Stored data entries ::
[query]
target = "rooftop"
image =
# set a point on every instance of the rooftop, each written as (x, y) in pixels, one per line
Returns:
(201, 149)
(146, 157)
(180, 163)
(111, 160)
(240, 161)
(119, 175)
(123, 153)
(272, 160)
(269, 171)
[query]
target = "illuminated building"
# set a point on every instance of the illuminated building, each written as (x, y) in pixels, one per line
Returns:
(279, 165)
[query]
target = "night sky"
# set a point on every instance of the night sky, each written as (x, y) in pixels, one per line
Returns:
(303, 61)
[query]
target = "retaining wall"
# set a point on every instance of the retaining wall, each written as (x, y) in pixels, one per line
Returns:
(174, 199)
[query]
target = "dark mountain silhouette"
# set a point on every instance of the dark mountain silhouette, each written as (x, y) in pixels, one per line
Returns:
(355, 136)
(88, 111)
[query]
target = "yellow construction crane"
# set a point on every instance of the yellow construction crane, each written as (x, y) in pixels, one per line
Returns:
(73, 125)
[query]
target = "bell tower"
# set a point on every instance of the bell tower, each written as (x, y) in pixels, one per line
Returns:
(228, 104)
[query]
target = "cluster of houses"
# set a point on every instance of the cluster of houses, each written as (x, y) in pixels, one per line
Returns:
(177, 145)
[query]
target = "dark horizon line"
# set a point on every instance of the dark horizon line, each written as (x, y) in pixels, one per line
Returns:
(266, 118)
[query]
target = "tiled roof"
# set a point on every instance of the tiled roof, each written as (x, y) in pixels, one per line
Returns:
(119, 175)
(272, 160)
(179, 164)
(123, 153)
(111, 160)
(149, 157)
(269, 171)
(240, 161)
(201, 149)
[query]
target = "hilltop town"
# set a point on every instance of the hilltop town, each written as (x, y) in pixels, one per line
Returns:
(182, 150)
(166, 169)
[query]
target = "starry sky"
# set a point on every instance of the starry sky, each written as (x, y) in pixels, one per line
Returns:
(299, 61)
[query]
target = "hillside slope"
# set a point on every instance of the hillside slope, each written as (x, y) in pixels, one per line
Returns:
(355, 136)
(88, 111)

WORK INSTRUCTIONS :: Could you write out, exactly as they stand, only the lines above that begin at the line with "# set a point on every instance of the rooftop, each" and stop after the line with "# set a point on every instance of the tiled"?

SOLUTION ::
# set a point on every instance of the rooftop, each written as (x, y) in pixels, one per line
Returns:
(201, 149)
(146, 157)
(180, 163)
(111, 160)
(240, 161)
(119, 175)
(123, 153)
(272, 160)
(269, 171)
[query]
target = "illuminated building"
# set a point on every instance of the illuminated building, each written as (x, y) in pixels, one per line
Returns:
(279, 165)
[query]
target = "night sky"
# set a point on every instance of the night sky, each written as (x, y) in pixels, one per line
Returns:
(303, 61)
[query]
target = "retaining wall"
# set a point on every instance of the retaining wall, each written as (x, y) in pixels, one per line
Returns:
(174, 199)
[query]
target = "dark mountain silhouette"
# set a point on every instance of the dark mountain silhouette, each written as (x, y) in pixels, one per line
Returns:
(355, 136)
(88, 111)
[query]
target = "yellow construction crane"
# set a point on every instance of the yellow construction crane, each written as (x, y) in pixels, one per line
Returns:
(73, 125)
[query]
target = "bell tower"
# set a point on every instance of the bell tower, each written as (x, y) in pixels, one per line
Returns:
(228, 104)
[query]
target = "cluster of houses"
# set a point on every instance of the cluster of houses, each written as (x, y) in pixels, one per line
Returns:
(177, 145)
[query]
target = "dark horizon line"
# set a point on every instance of the dark horizon line, each written as (x, y) in pixels, one per line
Returns:
(266, 118)
[query]
target = "tiled roof"
# set a point on every instance of the tiled roof, each written as (x, y) in pixels, one per line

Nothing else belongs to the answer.